_TASK REQUIREMENTS_
All the records below must be returned exactly as they stand.

== Segment start ==

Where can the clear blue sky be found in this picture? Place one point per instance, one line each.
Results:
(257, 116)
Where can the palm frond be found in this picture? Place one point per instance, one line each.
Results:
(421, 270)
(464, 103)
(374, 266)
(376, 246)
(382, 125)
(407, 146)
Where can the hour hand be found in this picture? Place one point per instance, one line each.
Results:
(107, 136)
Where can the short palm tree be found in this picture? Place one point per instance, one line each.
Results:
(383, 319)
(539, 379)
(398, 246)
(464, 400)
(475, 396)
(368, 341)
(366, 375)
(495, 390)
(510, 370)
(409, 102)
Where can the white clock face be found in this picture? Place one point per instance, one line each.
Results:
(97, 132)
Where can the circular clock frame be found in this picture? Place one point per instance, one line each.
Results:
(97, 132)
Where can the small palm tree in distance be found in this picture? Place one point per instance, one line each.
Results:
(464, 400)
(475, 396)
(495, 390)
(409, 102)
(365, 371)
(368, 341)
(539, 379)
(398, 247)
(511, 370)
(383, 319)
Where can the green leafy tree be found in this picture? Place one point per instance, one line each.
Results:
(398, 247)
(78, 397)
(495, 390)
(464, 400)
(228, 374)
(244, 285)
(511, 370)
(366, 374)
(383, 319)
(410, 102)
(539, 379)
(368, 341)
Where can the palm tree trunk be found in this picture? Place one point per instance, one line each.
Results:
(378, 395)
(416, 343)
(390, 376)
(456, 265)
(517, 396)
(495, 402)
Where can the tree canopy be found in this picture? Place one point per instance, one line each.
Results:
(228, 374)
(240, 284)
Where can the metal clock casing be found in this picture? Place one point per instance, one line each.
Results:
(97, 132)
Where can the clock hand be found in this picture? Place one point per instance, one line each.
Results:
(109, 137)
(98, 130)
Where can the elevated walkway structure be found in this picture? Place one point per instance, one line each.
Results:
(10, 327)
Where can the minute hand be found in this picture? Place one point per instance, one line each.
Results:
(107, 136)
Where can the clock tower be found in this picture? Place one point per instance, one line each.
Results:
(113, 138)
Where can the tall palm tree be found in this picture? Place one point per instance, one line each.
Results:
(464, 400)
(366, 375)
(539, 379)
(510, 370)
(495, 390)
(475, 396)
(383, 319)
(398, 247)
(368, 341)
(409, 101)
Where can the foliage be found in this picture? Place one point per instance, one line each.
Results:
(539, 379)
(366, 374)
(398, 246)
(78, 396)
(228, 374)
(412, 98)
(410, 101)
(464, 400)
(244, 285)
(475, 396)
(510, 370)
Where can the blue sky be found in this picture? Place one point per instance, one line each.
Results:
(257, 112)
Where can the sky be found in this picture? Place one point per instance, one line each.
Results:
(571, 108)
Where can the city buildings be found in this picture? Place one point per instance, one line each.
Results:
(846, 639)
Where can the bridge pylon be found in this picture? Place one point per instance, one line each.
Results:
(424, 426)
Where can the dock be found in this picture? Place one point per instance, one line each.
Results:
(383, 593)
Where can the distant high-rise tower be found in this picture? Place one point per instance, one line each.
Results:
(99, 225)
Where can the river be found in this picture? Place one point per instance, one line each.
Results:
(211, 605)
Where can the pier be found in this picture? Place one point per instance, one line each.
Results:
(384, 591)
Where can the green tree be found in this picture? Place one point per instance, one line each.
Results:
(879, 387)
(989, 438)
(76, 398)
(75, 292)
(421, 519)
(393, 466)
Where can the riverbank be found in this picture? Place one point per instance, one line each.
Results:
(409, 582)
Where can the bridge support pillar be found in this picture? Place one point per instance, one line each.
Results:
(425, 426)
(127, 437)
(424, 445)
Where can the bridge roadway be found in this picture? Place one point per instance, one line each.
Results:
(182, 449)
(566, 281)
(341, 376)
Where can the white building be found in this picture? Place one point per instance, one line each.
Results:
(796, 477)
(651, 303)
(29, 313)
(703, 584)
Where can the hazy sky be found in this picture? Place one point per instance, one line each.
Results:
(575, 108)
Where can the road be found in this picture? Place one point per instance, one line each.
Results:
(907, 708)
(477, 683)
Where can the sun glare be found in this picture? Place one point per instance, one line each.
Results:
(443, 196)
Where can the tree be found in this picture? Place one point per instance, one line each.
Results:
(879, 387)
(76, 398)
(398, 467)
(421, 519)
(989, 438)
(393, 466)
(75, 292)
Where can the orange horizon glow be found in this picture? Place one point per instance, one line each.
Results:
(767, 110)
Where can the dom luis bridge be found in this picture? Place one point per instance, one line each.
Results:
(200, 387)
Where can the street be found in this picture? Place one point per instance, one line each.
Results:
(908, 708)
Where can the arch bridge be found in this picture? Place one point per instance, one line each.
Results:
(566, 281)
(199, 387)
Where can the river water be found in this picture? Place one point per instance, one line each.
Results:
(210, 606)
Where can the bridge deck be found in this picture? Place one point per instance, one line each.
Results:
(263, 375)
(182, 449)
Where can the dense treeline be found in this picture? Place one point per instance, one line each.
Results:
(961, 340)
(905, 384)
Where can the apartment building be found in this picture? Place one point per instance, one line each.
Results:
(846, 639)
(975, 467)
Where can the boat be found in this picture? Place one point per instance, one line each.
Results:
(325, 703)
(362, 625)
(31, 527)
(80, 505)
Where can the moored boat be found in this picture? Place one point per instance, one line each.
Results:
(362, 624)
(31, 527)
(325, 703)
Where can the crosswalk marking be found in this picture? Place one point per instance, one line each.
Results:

== Segment end ==

_SOLUTION TO THE EXERCISE_
Where can the clear blue sky be found in this picture? Place one point per instance, one line each.
Results:
(257, 116)
Where can the palm frond be found in this picture? Place one point per instance, one line each.
Results:
(421, 270)
(464, 103)
(374, 266)
(376, 246)
(382, 125)
(407, 146)
Where can the hour hand be found in this picture? Place one point per instance, one line each.
Results:
(107, 136)
Where can the short palm tree be found in this picture? Place one point per instance, one line each.
Results:
(383, 319)
(539, 379)
(398, 246)
(464, 400)
(475, 396)
(368, 341)
(366, 375)
(495, 390)
(510, 370)
(409, 102)
Where can the white clock face be found in this picture? Place one point per instance, one line each.
Results:
(97, 132)
Where can the circular clock frame be found in this picture? Place one point per instance, one line each.
Results:
(97, 132)
Where can the small palm tree in distance be found in this picture? Place one point per instance, one line each.
Results:
(464, 400)
(475, 396)
(495, 390)
(409, 102)
(365, 371)
(368, 341)
(539, 379)
(398, 247)
(511, 370)
(383, 319)
Where can the green leafy tree be found in this picture? Place one point per instance, one line each.
Results:
(398, 247)
(78, 397)
(495, 390)
(464, 400)
(228, 374)
(244, 285)
(511, 370)
(366, 374)
(383, 319)
(410, 102)
(539, 379)
(368, 341)
Where can the palm tree trunk be found in this picture? Place one point per instance, one line each.
Results:
(378, 395)
(416, 343)
(390, 376)
(456, 265)
(517, 396)
(495, 402)
Where can the tree canopy be found in this picture? Place one point per instance, one line each.
Results:
(228, 374)
(240, 284)
Where can the metal clock casing be found in this picture? Place one point per instance, one line each.
Results:
(97, 132)
Where can the clock hand be found in this picture? Place one point per instance, one line each.
Results:
(109, 137)
(98, 130)
Where can the elevated walkway structure be found in this picture? Place one point per instance, one line each.
Results:
(10, 327)
Where can the minute hand be found in this picture? Place one point per instance, one line each.
Results:
(107, 136)
Where can the clock tower be found in this picture? Place one point per instance, one line each.
Results:
(113, 138)
Where can the tall palm tree be found in this picture? Place one point per instance, one line each.
Results:
(464, 400)
(366, 375)
(539, 379)
(510, 370)
(495, 390)
(475, 396)
(383, 319)
(398, 247)
(368, 341)
(409, 101)
Where can the foliage be found in this picture? Place one point per instance, one line each.
Results:
(539, 379)
(366, 374)
(398, 246)
(78, 396)
(228, 374)
(412, 98)
(410, 101)
(464, 400)
(244, 285)
(475, 396)
(510, 370)
Where can the blue sky be found in this picture? Place one point per instance, one line each.
Results:
(257, 112)
Where can the sky be found in this picture? Place one point per instance, one line each.
Results:
(571, 108)
Where can the city buildings be found in this picture? Place one point per instance, one line each.
Results:
(846, 639)
Where can the bridge pylon be found in this picture? Place one point per instance, one line each.
Results:
(424, 426)
Where can the dock be found in this picture? Place one point per instance, one line each.
Results:
(383, 593)
Where can the distant high-rise tower be found in this picture? Place one point per instance, one line each.
Results:
(99, 225)
Where can the river be found in this picture? Place one point per instance, one line each.
Results:
(211, 605)
Where can the pier be found in this picture? Place one point per instance, one line each.
Results:
(384, 591)
Where can the green tree be found in this picture? Place one point per instance, one line each.
Results:
(879, 387)
(989, 438)
(76, 398)
(75, 292)
(421, 519)
(393, 466)
Where can the riverbank be found in this picture? Place one point per instance, one line each.
Results:
(409, 582)
Where can the bridge support pillar be found in this picture? Place one point per instance, one line each.
Results:
(425, 426)
(127, 437)
(424, 445)
Where can the bridge roadway be found in this picture? Place one point per instance, one line each.
Results:
(182, 449)
(566, 281)
(341, 376)
Where can the white building be found in this picture? Place one point per instance, one line each.
Results:
(796, 477)
(651, 303)
(29, 313)
(703, 584)
Where can the hazy sky be found in this picture? Place one point per instance, one line each.
Results:
(575, 108)
Where can the road be found in this picture? Place one point per instance, one line each.
Results:
(907, 708)
(477, 683)
Where can the sun glare be found in this picture? Place one point per instance, one line each.
Results:
(443, 196)
Where can the tree be found in this picture? Place one point per instance, one line each.
Results:
(879, 387)
(76, 398)
(398, 467)
(421, 519)
(989, 438)
(393, 466)
(75, 292)
Where can the orange horizon glow be found in this picture? Place one point per instance, one line each.
Results:
(767, 110)
Where can the dom luis bridge be found in this picture? Place one point per instance, one line each.
Results:
(200, 387)
Where can the street be found in this picture? Place one point per instance, one line each.
Results:
(908, 708)
Where can the arch bridge be found in this picture? Place one point per instance, one line each.
Results:
(566, 281)
(199, 387)
Where can the river water be found in this picture? Place one point per instance, one line each.
Results:
(210, 606)
Where can the bridge deck be found in this picture? Place one point per instance, one line each.
Results:
(263, 375)
(182, 449)
Where can the dense treeline be found in this picture? Place one point per instance, one line each.
Results:
(961, 340)
(905, 384)
Where can the apartment building be found in this picture? Place one point per instance, one line each.
Results:
(846, 639)
(975, 467)
Where can the boat be found in this picture? Place one point per instance, one line each.
Results:
(325, 703)
(362, 625)
(31, 527)
(80, 505)
Where can the moored boat be found in this picture? Place one point per instance, one line each.
Results:
(362, 624)
(31, 527)
(325, 703)
Where can the crosswalk marking be found in this picture? Place one point per instance, one line each.
Results:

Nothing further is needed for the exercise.